--- The request ---
Please reproduce the community garden text below word for word, from its first line to its last.

--- Text section ---
+--
Recently, I learned an isiXhosa word: “vukuzenzele” (voo-koo-zen-zeh-leh). It means ‘get up and do it yourself’.

This word it the epitome of what two young men in their late twenties are doing with their community garden, Feed the Khaltsha (FTK).

I first met Thapelo Xabanisa and Baluleka (Bax) Sisusa at their Feed the Khaltsha (FTK) community garden during a Timeless Africa Safaris’ visit. Introduced to us by the team at Uthando (Love) South Africa – an organization that connects the world of tourism with community projects in Cape Town. Our whole team drove out to Khayelitsha to plant vegetable seeds in honour of our Africa Ambassadors (guests who have spread their love for Africa to their personal connections and encouraged them to travel to Africa).

I was immediately struck by Thapelo and Bax’s warmth, their maturity, natural ability to connect with strangers and clear passion for entrepreneurship – all values that are important to me, personally. I was so inspired by their tenacity and the impact the project was having on the community that Timeless Africa Safaris started an ongoing mentorship with them. By providing guidance, access to resources and a monthly contribution, we are helping them to grow their project and improve food sustainability.

Feed the Khaltsha is the perfect example of what can happen when an established business directly supports young people who want to vukuzenzele. We sat down with Thapelo and Bax for a catch-up chat over Zoom.

A by Western Cape Provincial Minister of Agriculture, Ivan Meyer

Minister of Agriculture, Ivan Meyer with FTK team and James (Uthando)
+--
--- Entries provided ---
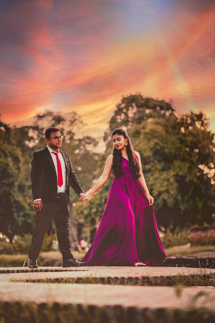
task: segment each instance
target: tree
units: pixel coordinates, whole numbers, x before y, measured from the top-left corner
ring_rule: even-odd
[[[97,178],[112,150],[111,131],[123,127],[140,153],[150,192],[153,196],[159,224],[173,231],[188,223],[211,223],[215,213],[214,135],[203,114],[178,116],[169,103],[141,94],[123,98],[117,105],[104,140],[106,149],[100,156]],[[82,213],[100,220],[111,185],[109,181]]]
[[[10,241],[15,234],[32,231],[34,211],[31,188],[31,159],[34,151],[45,147],[44,134],[47,128],[61,129],[64,137],[62,149],[70,155],[84,189],[90,187],[98,159],[93,149],[98,143],[89,136],[75,137],[75,130],[82,123],[75,112],[62,116],[50,111],[37,116],[31,126],[11,128],[1,122],[0,232]],[[72,204],[78,198],[72,190],[70,192]]]
[[[13,130],[0,121],[0,231],[12,242],[15,234],[31,229],[30,186],[26,182],[26,168]]]

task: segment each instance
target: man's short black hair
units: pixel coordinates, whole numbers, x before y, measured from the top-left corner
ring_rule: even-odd
[[[50,139],[50,135],[52,132],[56,132],[57,131],[60,131],[60,129],[58,128],[48,128],[45,130],[45,136],[46,139]]]

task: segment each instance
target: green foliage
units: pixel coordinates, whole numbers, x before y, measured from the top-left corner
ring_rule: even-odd
[[[17,239],[13,243],[7,242],[5,239],[0,239],[0,253],[7,255],[16,255],[18,254],[28,254],[31,244],[32,235],[25,234],[23,236],[17,236]],[[56,234],[49,236],[45,235],[41,248],[42,251],[54,250],[52,242],[57,240]]]
[[[93,151],[98,142],[89,136],[75,138],[75,130],[82,124],[75,112],[61,115],[46,111],[38,115],[32,126],[10,127],[0,121],[0,232],[11,242],[15,234],[31,233],[34,225],[31,188],[31,164],[33,152],[44,148],[45,129],[58,127],[64,135],[62,149],[70,155],[72,164],[84,190],[94,178],[98,159]],[[70,190],[71,202],[78,197]]]
[[[164,101],[140,94],[123,98],[105,133],[107,148],[99,158],[96,177],[112,151],[112,131],[124,127],[140,153],[158,224],[173,232],[187,223],[210,224],[215,213],[215,185],[211,185],[215,182],[215,145],[208,126],[201,113],[178,116]],[[86,207],[76,207],[76,215],[88,223],[93,217],[98,222],[111,185],[109,180]]]
[[[173,246],[183,245],[190,242],[190,230],[182,231],[178,233],[172,233],[169,229],[162,237],[162,243],[164,248]]]

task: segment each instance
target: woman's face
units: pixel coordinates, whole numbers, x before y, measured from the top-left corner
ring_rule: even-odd
[[[116,133],[115,135],[113,136],[112,137],[113,144],[117,149],[119,150],[122,149],[125,147],[125,142],[127,141],[128,139],[126,138],[125,139],[124,136],[122,135],[119,135],[118,133]]]

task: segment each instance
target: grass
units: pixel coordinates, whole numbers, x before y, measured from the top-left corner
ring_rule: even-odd
[[[215,320],[215,313],[205,306],[199,308],[193,306],[185,309],[142,309],[120,305],[100,306],[66,302],[0,302],[0,317],[1,323],[210,323]]]
[[[79,253],[72,251],[73,255],[78,260],[81,260],[85,253]],[[25,266],[28,266],[28,255],[26,254],[17,255],[2,255],[0,256],[0,267],[23,267],[25,262]],[[59,251],[49,251],[41,252],[38,258],[38,264],[41,266],[52,266],[61,267],[62,266],[62,256]]]
[[[196,245],[190,247],[190,244],[165,249],[167,256],[215,257],[215,246]]]
[[[64,277],[57,278],[16,279],[13,282],[26,283],[57,283],[64,284],[101,284],[111,285],[131,286],[176,286],[184,287],[210,286],[215,287],[215,273],[206,274],[204,269],[200,269],[197,273],[185,275],[178,274],[174,276],[151,276],[140,277],[111,277],[93,276],[90,275],[85,277]]]

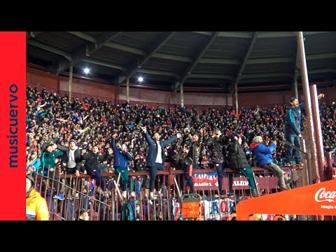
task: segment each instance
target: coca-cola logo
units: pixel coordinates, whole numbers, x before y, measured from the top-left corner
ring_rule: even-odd
[[[318,202],[328,201],[329,202],[335,202],[333,200],[336,197],[336,191],[327,191],[326,188],[320,188],[316,193],[315,193],[315,200]]]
+--
--- Right answer ---
Recently, I learned an isiXhosa word: “vukuzenzele” (voo-koo-zen-zeh-leh). It means ‘get up and do it yourself’.

This word it the epitome of what two young men in their late twenties are doing with their community garden, Feed the Khaltsha (FTK).

I first met Thapelo Xabanisa and Baluleka (Bax) Sisusa at their Feed the Khaltsha (FTK) community garden during a Timeless Africa Safaris’ visit. Introduced to us by the team at Uthando (Love) South Africa – an organization that connects the world of tourism with community projects in Cape Town. Our whole team drove out to Khayelitsha to plant vegetable seeds in honour of our Africa Ambassadors (guests who have spread their love for Africa to their personal connections and encouraged them to travel to Africa).

I was immediately struck by Thapelo and Bax’s warmth, their maturity, natural ability to connect with strangers and clear passion for entrepreneurship – all values that are important to me, personally. I was so inspired by their tenacity and the impact the project was having on the community that Timeless Africa Safaris started an ongoing mentorship with them. By providing guidance, access to resources and a monthly contribution, we are helping them to grow their project and improve food sustainability.

Feed the Khaltsha is the perfect example of what can happen when an established business directly supports young people who want to vukuzenzele. We sat down with Thapelo and Bax for a catch-up chat over Zoom.

A by Western Cape Provincial Minister of Agriculture, Ivan Meyer

Minister of Agriculture, Ivan Meyer with FTK team and James (Uthando)